* [DATA FOR PROCESSING]
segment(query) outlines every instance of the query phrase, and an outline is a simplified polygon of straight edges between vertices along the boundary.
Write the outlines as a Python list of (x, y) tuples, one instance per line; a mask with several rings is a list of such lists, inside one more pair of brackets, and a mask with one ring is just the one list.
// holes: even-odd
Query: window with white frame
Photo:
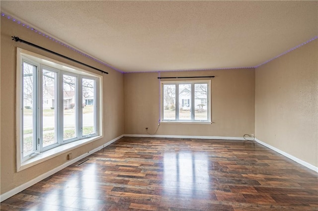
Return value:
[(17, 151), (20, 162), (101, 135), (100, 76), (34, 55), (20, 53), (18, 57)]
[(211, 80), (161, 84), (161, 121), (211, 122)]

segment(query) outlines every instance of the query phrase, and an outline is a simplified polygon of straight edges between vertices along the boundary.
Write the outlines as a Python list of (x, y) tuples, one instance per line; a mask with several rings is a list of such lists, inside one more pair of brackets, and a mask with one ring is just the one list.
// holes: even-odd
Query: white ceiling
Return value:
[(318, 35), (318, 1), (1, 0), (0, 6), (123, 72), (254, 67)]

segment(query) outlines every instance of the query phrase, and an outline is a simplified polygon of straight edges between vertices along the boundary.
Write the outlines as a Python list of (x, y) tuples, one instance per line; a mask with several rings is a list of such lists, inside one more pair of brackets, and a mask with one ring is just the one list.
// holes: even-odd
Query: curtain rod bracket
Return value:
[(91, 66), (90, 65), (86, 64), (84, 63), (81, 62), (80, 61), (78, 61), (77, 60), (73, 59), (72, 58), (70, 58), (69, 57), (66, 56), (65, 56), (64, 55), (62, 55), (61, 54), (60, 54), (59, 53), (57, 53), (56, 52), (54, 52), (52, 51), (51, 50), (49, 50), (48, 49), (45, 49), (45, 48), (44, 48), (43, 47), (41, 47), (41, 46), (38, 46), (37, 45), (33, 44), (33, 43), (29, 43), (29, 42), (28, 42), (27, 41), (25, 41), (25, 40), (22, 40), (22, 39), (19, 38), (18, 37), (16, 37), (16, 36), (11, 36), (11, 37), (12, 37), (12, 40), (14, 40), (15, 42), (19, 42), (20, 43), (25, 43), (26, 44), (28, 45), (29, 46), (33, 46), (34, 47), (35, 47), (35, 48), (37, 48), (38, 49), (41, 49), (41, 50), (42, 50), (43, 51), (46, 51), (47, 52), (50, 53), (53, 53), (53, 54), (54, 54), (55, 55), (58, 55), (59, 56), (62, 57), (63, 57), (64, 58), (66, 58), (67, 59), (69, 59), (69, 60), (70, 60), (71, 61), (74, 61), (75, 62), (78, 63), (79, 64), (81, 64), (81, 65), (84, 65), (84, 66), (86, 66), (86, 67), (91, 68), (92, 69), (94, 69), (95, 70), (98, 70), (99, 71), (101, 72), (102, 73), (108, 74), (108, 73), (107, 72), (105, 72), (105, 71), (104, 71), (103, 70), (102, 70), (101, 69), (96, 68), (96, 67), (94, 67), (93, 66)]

* [PROBLEM]
Scale the stretch from the start of the lines through the line containing "72), (254, 67)]", both ends included, by reproducing every line, requests too, with each polygon vertex coordinate in the answers multiplied by 1.65 and rounded to a whole number, halves rounding up. Leave the pictures out of your answer.

* [ANSWER FOR THE TASK]
segment(query) outlines every instance of the query phrase, and an outline is a simplified polygon of straight edges between vertices along the boundary.
Write the outlines as a Python list of (x, y) tuples, one instance per line; a mask with several rings is a list of such lists, inside one more pair of brackets, and a mask with one ring is just the one list.
// holes: even-odd
Query: window with white frame
Photo:
Return value:
[(28, 249), (33, 267), (167, 223), (165, 125), (56, 91), (33, 87), (30, 94)]
[(348, 132), (266, 139), (266, 200), (348, 201)]

segment(query) outlines every instance of the query phrase, and an outline is a simplified polygon of straight edges between vertices along the boundary.
Write the outlines as a Python list of (x, y) tuples, one instance per line; a mask with several rings is a list of such lists, inside one more pair of brackets, and a mask with one ring is just the one list.
// holes: even-odd
Query: white ceiling
Return value:
[(525, 58), (525, 2), (2, 0), (0, 10), (203, 119), (419, 111)]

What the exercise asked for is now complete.